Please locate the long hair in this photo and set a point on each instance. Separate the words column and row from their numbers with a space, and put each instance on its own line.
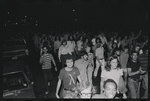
column 108, row 66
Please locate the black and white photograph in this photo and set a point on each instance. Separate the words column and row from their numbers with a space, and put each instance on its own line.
column 75, row 49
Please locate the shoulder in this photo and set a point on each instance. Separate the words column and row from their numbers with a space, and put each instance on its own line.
column 62, row 70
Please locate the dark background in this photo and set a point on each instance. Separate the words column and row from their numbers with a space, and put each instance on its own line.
column 57, row 15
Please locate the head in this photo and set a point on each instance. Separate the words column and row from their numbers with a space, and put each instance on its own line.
column 114, row 45
column 83, row 55
column 45, row 49
column 81, row 38
column 126, row 49
column 70, row 38
column 117, row 52
column 88, row 49
column 137, row 48
column 110, row 88
column 113, row 63
column 98, row 40
column 112, row 38
column 57, row 38
column 64, row 42
column 86, row 93
column 69, row 62
column 134, row 56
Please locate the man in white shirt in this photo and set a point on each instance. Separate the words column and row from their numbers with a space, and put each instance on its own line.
+ + + + + + +
## WHAT IS EXPECTED
Return all of the records above exactly as they stand, line for line, but leave out the pictures.

## RESULT BELOW
Please locate the long hair in this photo and set a point on each instance. Separate the words column and row from their numbers with a space, and put each instance on its own line.
column 108, row 66
Please locate the black and white photograph in this photo and set a point on each instance. Separate the words column and row from their numbers with a space, and put each instance on its own line.
column 75, row 49
Please locate the shoulder in this photo and set a point on each instance. Separate the words column and row from their numbers with a space, and put each instance on its own line.
column 62, row 70
Please locate the dark background in this photo and set a point on each instance. Separate the words column and row from their numbers with a space, and put each instance on its own line.
column 57, row 15
Please locate the head in this photo and set a point on each instance. Separate the words column and row from their numbers with a space, and put each instance on its own line.
column 114, row 45
column 83, row 55
column 45, row 49
column 81, row 38
column 126, row 49
column 70, row 38
column 117, row 52
column 88, row 49
column 137, row 48
column 110, row 88
column 113, row 63
column 98, row 40
column 112, row 38
column 57, row 38
column 64, row 42
column 86, row 93
column 69, row 62
column 134, row 56
Please locate the man in white shirt in this photo and set a point on each instance. Separate the words column and row from their numbers with a space, and put each instance on its own line.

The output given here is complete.